• [Work task] Retype the data below without altering anything.

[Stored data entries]
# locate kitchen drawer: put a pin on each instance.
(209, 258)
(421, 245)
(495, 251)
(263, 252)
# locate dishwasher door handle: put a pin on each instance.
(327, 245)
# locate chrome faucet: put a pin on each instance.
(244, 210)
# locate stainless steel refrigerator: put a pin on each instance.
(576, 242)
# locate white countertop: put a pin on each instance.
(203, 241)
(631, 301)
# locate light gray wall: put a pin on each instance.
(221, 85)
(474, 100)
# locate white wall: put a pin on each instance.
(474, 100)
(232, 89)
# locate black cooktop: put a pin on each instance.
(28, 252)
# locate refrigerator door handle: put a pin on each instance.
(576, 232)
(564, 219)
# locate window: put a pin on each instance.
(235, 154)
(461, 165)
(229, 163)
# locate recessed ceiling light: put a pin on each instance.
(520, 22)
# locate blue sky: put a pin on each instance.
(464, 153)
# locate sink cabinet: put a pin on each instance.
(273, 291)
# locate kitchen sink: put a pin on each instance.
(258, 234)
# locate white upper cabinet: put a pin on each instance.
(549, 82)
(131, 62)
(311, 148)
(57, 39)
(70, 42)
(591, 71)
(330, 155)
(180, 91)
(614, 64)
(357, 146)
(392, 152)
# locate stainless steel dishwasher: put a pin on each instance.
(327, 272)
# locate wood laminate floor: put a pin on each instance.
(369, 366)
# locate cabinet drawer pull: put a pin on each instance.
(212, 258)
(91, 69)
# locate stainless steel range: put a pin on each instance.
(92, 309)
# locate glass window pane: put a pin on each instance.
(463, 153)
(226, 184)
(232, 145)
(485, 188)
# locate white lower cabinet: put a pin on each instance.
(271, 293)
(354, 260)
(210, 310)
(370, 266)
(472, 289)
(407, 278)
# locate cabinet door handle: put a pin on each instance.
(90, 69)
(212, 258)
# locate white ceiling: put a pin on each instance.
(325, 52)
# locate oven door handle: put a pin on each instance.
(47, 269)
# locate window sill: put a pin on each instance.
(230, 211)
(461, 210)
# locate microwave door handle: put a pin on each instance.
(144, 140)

• [Answer section]
# locate kitchen drawer: put a pin on each instance.
(209, 258)
(421, 245)
(495, 251)
(263, 252)
# locate dishwasher door handle: put a pin on each instance.
(327, 245)
# locate chrome faucet: put a pin on each instance.
(244, 210)
# locate stainless steel refrigerator: put a pin on each instance.
(576, 242)
# locate white countertop: put a pin on each instance.
(203, 241)
(631, 301)
# locate light gray wall: put a pin on each instance.
(221, 85)
(474, 100)
# locate white wall: put a pin on each instance.
(474, 100)
(232, 89)
# locate black cooktop: put a pin on each instance.
(28, 252)
# locate refrigerator door handle: put a pin on each instance.
(576, 232)
(564, 219)
# locate window: put a pin on each instance.
(235, 154)
(461, 165)
(229, 163)
# locate recessed ceiling light: put a pin on each instance.
(520, 22)
# locate blue sky: put a pin on each instance.
(464, 153)
# locate sink cabinet: put a pin on each instance.
(273, 291)
# locate kitchen sink: put a pin on each instance.
(258, 234)
# locate white upper cabinet: put a pin on each instance.
(549, 82)
(131, 62)
(311, 148)
(57, 39)
(70, 42)
(591, 71)
(330, 155)
(180, 91)
(614, 64)
(357, 146)
(392, 152)
# locate stainless steel dishwasher: put a pin on each instance.
(327, 272)
# locate wood laminate floor: put a pin on each instance.
(369, 366)
# locate cabinet drawer pull: put a pin on each instance.
(212, 258)
(91, 69)
# locate stainless steel range: put a pin on each instance.
(92, 309)
# locate glass window pane: put a pin on each instance.
(463, 153)
(226, 184)
(232, 145)
(485, 188)
# locate white lower cabinet: put a pin on each instance.
(271, 293)
(354, 260)
(210, 310)
(370, 266)
(472, 289)
(407, 278)
# locate cabinet door handle: put a pin on each instance.
(90, 69)
(212, 258)
# locate white ceiling: put a pin on each instance.
(325, 52)
# locate oven door handle: put a pin on each instance.
(47, 269)
# locate window sill: put a pin on each instance.
(230, 211)
(461, 210)
# locate microwave door handle: put a pin on each instance.
(144, 140)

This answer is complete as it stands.